Position annotation material:
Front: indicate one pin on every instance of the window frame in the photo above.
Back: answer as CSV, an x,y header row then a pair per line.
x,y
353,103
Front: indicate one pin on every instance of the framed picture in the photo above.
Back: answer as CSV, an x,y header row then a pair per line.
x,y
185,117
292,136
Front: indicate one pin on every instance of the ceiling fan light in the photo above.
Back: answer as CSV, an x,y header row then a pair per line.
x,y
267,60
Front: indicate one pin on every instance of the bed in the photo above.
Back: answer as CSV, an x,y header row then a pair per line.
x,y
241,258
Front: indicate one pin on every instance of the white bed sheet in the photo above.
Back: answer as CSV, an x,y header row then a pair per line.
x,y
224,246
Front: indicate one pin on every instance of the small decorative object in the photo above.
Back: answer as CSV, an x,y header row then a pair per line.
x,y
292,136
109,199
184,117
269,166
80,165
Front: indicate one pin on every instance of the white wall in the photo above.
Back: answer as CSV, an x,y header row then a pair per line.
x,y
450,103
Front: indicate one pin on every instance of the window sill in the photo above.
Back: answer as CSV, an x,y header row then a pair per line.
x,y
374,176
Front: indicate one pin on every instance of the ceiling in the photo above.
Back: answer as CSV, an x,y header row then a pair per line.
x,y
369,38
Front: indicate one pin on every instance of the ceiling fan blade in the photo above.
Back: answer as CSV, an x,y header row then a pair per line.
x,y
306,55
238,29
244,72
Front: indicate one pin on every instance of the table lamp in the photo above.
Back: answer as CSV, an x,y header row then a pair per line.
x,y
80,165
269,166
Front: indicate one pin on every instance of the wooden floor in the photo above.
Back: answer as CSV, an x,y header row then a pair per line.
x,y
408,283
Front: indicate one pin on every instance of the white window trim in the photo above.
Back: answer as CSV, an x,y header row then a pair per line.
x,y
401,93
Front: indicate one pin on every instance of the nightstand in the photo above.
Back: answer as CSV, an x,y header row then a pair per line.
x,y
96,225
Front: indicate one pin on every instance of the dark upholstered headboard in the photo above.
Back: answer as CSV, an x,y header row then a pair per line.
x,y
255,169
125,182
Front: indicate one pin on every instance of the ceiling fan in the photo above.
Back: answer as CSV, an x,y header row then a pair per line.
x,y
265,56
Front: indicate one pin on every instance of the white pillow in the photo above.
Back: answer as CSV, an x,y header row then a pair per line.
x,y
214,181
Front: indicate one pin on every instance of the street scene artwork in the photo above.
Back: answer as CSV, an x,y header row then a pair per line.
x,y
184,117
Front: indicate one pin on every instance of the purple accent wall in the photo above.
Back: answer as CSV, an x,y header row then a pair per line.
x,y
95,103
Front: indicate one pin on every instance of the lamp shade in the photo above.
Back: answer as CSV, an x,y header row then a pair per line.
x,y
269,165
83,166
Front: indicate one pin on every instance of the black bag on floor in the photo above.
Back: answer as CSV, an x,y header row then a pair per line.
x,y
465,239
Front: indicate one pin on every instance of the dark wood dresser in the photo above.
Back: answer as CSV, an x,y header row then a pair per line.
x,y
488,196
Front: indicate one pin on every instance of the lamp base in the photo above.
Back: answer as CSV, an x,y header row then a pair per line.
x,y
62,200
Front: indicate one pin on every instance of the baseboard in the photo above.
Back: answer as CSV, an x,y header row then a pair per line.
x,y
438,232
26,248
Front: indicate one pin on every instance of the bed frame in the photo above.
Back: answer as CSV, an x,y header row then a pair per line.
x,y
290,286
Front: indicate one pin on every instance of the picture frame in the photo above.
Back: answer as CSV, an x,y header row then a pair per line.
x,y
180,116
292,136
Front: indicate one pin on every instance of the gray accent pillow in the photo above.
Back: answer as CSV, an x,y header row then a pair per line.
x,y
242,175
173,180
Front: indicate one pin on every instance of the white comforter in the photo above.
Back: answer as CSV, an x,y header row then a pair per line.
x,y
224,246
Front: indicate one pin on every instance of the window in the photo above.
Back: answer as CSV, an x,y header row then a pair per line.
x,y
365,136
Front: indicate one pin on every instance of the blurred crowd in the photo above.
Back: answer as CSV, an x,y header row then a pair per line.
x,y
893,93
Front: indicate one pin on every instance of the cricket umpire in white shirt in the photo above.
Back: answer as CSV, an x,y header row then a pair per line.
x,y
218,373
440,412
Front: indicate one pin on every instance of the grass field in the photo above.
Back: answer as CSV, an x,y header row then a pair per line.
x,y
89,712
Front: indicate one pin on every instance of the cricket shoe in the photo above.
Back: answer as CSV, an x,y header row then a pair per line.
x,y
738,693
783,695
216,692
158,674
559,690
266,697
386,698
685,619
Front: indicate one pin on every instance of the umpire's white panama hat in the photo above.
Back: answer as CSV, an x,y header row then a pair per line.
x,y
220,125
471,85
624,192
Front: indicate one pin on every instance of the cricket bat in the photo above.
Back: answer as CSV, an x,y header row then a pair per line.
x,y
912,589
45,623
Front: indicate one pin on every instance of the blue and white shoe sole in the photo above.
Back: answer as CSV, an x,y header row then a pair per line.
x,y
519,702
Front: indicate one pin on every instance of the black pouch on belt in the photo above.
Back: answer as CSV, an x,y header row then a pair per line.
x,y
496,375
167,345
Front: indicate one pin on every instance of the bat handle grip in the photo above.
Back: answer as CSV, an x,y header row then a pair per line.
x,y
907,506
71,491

→ TASK BRIEF
Please reproduce the material from the line containing "Front: indicate one pin on every instance of the cricket bat" through the end of the material, inclusive, and replace "black pouch on belt" with "black belt pouch" while leaving everything else unchanged.

→ REPLY TO THE TASK
Front: indicate one pin on every instance of the cricket bat in the photo above.
Back: answer as CSV, an x,y header row then a pair per line.
x,y
912,589
45,623
Front: indicate one pin on every instance of the blue and white shoe sole in the photo above.
Back: answer as CSV, an x,y header row then a pair per line.
x,y
519,702
Front: indicate one pin on every instance of the black belt pouch in the photo above.
Back: answer as CSV, an x,y header row then a pair per line.
x,y
496,375
167,345
Front: indicate one pin on every instance of the bat handle grip in the photo above.
Back: answer as CSV, an x,y header row then a pair per line.
x,y
907,506
71,491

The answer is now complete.